→ **REQUIRED TASK**
In the news excerpt about Smartisan, roughly how many employees did the company reportedly lay off?

→ **PAGE EXTRACT**

+ + + + + + +

Smartisan, China’s high-profile mobile phone startup founded by Luo Yonghao, known as an Internet celebrity and marketing genius, is rumored to dissolve its Chengdu headquarters, which reportedly received an investment of 600 million yuan from a local state-owned company one year ago.

Although Smartisan denied the news immediately, explaining it was merely “assembling technical staff based in Beijing, Shenzhen and Chengdu”, state-backed newspaper Securities Times reported the tech startup just did a mass layoff, leaving its Chengdu headquarters almost deserted.

A whistleblower recently revealed on social media that the Chengdu company of Beijing-based Smartisan will be shut down while a sizeable layoff was underway. The Securities Times visited the office covering a full floor of around 2,000 square meters, only to find a few employees stationed there, with most of the tables left idle.

The Securities Times also learned from the staff of the company’s state-owned investor, Chengdu Dongfang Guangyi Investment Co., that Smartisan had laid off around 100 employees and moved its core R&D team to Beijing, without notifying the investor.

+ + + + + + +

→ **DATASET CONTENT**

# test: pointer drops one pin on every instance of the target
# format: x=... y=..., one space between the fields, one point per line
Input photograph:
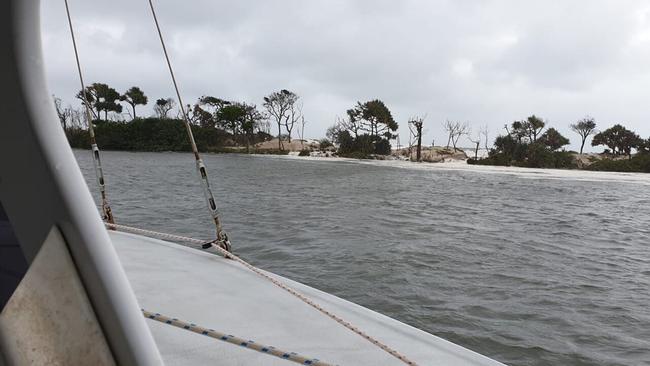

+ + + + + + +

→ **TASK RESULT**
Around 100 employees.